_WORK INSTRUCTIONS:_ Make an exact copy of every entry.
======
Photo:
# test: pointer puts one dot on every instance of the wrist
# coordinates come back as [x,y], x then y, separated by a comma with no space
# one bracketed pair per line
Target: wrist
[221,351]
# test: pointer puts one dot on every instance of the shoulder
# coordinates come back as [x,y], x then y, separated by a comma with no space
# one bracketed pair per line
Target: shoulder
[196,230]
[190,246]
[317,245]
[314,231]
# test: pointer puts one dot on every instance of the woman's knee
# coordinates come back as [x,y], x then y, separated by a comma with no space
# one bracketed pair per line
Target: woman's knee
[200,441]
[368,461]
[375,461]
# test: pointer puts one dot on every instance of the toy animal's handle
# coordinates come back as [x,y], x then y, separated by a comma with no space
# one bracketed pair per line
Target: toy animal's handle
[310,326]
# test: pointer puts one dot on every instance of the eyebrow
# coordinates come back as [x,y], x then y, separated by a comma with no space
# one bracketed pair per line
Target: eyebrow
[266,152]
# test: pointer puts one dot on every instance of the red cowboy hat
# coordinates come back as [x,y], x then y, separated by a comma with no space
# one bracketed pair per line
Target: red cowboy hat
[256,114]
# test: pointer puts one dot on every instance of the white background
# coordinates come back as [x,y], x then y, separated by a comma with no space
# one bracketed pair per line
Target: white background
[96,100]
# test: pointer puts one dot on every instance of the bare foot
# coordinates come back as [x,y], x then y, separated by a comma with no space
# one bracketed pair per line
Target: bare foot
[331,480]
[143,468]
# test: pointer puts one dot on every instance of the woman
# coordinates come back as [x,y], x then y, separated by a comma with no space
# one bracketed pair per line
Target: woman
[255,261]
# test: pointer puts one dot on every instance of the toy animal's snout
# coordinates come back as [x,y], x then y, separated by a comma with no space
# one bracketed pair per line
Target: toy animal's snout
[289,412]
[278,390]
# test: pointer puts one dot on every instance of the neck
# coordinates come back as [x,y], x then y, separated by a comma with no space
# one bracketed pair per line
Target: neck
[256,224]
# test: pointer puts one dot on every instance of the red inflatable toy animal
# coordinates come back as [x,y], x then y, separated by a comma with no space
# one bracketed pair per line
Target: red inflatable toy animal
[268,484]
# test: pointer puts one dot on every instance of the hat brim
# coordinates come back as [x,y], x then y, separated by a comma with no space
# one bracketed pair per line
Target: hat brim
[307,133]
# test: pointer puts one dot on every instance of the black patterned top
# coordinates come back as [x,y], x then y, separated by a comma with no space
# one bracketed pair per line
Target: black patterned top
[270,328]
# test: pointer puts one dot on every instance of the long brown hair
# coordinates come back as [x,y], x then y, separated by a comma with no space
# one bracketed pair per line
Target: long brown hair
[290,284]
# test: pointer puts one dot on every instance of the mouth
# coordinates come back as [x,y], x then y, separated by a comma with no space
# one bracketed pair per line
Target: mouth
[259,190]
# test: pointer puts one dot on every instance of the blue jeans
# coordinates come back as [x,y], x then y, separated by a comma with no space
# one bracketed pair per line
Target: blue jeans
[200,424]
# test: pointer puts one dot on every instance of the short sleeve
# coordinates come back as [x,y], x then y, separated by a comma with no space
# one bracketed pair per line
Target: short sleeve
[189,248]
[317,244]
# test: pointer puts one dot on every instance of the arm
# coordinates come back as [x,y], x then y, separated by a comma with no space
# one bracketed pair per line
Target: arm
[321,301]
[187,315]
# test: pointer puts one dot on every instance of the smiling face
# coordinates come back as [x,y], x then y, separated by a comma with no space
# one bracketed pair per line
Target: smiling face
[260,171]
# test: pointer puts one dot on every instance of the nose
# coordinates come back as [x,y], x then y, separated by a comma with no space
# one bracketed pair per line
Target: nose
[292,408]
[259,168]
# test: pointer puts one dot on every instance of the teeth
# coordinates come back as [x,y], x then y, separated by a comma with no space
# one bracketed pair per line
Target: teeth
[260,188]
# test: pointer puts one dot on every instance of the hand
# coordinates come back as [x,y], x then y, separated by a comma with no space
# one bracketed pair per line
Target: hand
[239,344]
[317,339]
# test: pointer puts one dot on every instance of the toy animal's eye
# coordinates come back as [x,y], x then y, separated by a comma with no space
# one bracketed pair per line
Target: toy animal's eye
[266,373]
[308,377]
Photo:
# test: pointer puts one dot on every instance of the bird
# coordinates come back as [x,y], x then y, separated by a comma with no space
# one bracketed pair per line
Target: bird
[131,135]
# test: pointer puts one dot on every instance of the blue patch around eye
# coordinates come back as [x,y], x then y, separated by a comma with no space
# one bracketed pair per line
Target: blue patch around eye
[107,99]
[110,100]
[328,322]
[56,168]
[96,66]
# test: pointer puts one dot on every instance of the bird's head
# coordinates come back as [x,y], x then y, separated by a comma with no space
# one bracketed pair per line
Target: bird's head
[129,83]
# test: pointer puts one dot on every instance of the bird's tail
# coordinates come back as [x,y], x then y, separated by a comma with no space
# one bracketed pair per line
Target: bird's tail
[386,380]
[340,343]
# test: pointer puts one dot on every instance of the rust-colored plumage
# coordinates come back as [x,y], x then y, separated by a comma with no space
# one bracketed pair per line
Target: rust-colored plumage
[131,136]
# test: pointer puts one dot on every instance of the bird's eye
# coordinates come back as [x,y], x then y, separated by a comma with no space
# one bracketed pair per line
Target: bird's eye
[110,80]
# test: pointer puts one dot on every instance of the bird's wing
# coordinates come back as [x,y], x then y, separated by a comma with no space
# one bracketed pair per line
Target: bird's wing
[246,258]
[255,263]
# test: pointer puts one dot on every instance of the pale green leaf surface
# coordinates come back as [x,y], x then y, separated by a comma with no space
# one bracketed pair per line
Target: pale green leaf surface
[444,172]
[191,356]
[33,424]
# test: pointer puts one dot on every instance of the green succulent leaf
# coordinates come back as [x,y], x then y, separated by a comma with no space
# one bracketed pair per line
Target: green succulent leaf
======
_REPLY:_
Photo:
# test: pointer puts one dot on every instance of the wrist
# coordinates come back as [x,y], x then y, separated by a comma with no space
# one bracketed pair per line
Target: wrist
[221,351]
# test: pointer puts one dot on every instance of the shoulder
# coordinates come back as [x,y], x then y, separated by a comma with no space
# one bracketed pair per line
Target: shoulder
[196,230]
[190,246]
[317,245]
[314,231]
# test: pointer puts one dot on every instance of the woman's knee
# coordinates come back as [x,y], x then y, separated by a comma with no space
# one bracketed pair per line
Target: woman's knee
[200,441]
[368,461]
[375,461]
# test: pointer puts one dot on every instance of the toy animal's handle
# coordinates come back as [x,y], x then y, separated by a comma with no space
# one bracketed pair per line
Target: toy animal's handle
[310,326]
# test: pointer puts one dot on every instance of the eyebrow
# coordinates come back as [x,y], x then y, separated by a comma with no space
# one bracketed pair per line
Target: eyebrow
[266,152]
# test: pointer puts one dot on every instance of the red cowboy hat
# coordinates come back as [x,y], x then y, separated by a comma with no space
# one bracketed pair per line
Target: red cowboy hat
[256,114]
# test: pointer puts one dot on every instance of the white background
# coordinates come back as [x,y], x then y, separated by a comma with no space
# one bracketed pair per line
Target: white background
[96,100]
# test: pointer puts one dot on every instance of the bare foot
# coordinates come back as [x,y], x then y, separated by a comma with no space
# one bracketed pair per line
Target: bare foot
[331,480]
[143,468]
# test: pointer puts one dot on every instance of the woman
# coordinates come back as [x,y], x then y, separated by a comma with no space
# one bracketed pair per line
Target: woman
[255,261]
# test: pointer puts one dot on every instance of the toy animal's snout
# coordinates come back as [x,y], x then y, separated by a comma with no space
# one bracketed pair per line
Target: toy animal's snout
[289,412]
[278,390]
# test: pointer puts one dot on every instance of the neck
# coordinates come back as [x,y], x then y, separated by a comma with no space
# one bracketed pair per line
Target: neck
[256,224]
# test: pointer puts one dot on every instance of the red inflatable toy animal
# coordinates come back as [x,y], x then y, separated by a comma with no space
# one bracketed pair per line
Target: red inflatable toy animal
[268,484]
# test: pointer puts one dot on every instance of the hat brim
# coordinates come back as [x,y], x then y, separated by a comma with no space
# one bracketed pair per line
Target: hat brim
[307,133]
# test: pointer puts one dot on every instance of the black patterned top
# coordinates come back as [x,y], x then y, separated by a comma with no space
# one bracketed pair per line
Target: black patterned top
[270,328]
# test: pointer puts one dot on every instance of the long brown hair
# coordinates come back as [x,y], x then y, separated by a comma with no space
# one bracketed pair per line
Target: long brown hair
[290,284]
# test: pointer puts one dot on every instance of the mouth
# coordinates come back as [x,y], x then y, separated by a comma with no space
# one bracketed pair per line
Target: mouth
[259,190]
# test: pointer puts one dot on every instance of the blue jeans
# coordinates come back as [x,y], x then y, separated by a comma with no space
# one bracketed pair per line
Target: blue jeans
[200,424]
# test: pointer puts one dot on every instance of the short sleeve
# coordinates come back as [x,y], x then y, separated by a comma with no space
# one bracketed pair per line
Target: short sleeve
[189,248]
[317,244]
# test: pointer puts one dot on every instance of the arm
# coordinates come back as [x,y], x then y, separated by a comma with no space
# one bracketed pair per line
Target: arm
[321,301]
[187,315]
# test: pointer puts one dot on every instance of the smiling face
# coordinates come back as [x,y], x then y, separated by a comma with no space
# one bracketed pair per line
Target: smiling face
[260,171]
# test: pointer puts one dot on every instance of the nose
# coordinates come back as [x,y], x then y, separated by a comma with no space
# one bracketed pair per line
Target: nose
[292,408]
[259,168]
# test: pointer puts one dot on every instance of the teeth
# coordinates come back as [x,y], x then y, separated by a comma with no space
# one bracketed pair per line
Target: teeth
[260,188]
# test: pointer puts one dot on every instance of the hand
# coordinates come back as [x,y], x then y, separated by a comma with no space
# one bracketed pair per line
Target: hand
[239,344]
[317,339]
# test: pointer puts one dot on every instance of the toy animal's eye
# coordinates come back as [x,y], x then y, separated by a comma with no space
# one bracketed pair per line
Target: toy animal's eye
[266,373]
[308,377]
Photo:
# test: pointer puts one dot on every instance of the bird
# coordinates come back as [x,y], x then y, separated by a comma with no space
# one bracketed pair per line
Target: bird
[131,135]
# test: pointer puts one dot on every instance of the blue patch around eye
# coordinates come back as [x,y], x then y, separated by a comma with no space
# one bracketed pair per line
Target: blue patch around eye
[107,99]
[110,100]
[328,322]
[56,168]
[96,66]
# test: pointer puts one dot on every instance of the bird's head
# coordinates come back as [x,y], x then y, separated by a comma with no space
# one bracketed pair per line
Target: bird's head
[129,83]
# test: pointer puts one dot on every instance of the bird's tail
# coordinates come back as [x,y], x then y, separated by a comma with no space
# one bracketed pair per line
Target: bird's tail
[386,380]
[340,343]
# test: pointer puts one dot on every instance of the rust-colored plumage
# coordinates come back as [x,y], x then y, separated by a comma with no space
# one bracketed pair per line
Target: rust-colored plumage
[131,136]
# test: pointer puts one dot on every instance of the bird's eye
# coordinates come back as [x,y], x then y, separated by a comma with no space
# one bracketed pair per line
Target: bird's eye
[110,80]
# test: pointer puts one dot on every instance of the bird's wing
# coordinates come back as [x,y], x then y, separated by a comma with no space
# one bracketed pair per line
Target: bird's wing
[246,258]
[255,263]
# test: pointer puts one dot on every instance of the pale green leaf surface
# coordinates come back as [x,y], x then y, separated by a comma with no space
# one bracketed pair per line
Target: pale green leaf surface
[444,172]
[191,356]
[33,424]
# test: pointer puts one dot on every instance of the green succulent leaf
# coordinates come back as [x,y], x then y, separated by a comma with no space
# one bracketed pair per line
Target: green succulent leaf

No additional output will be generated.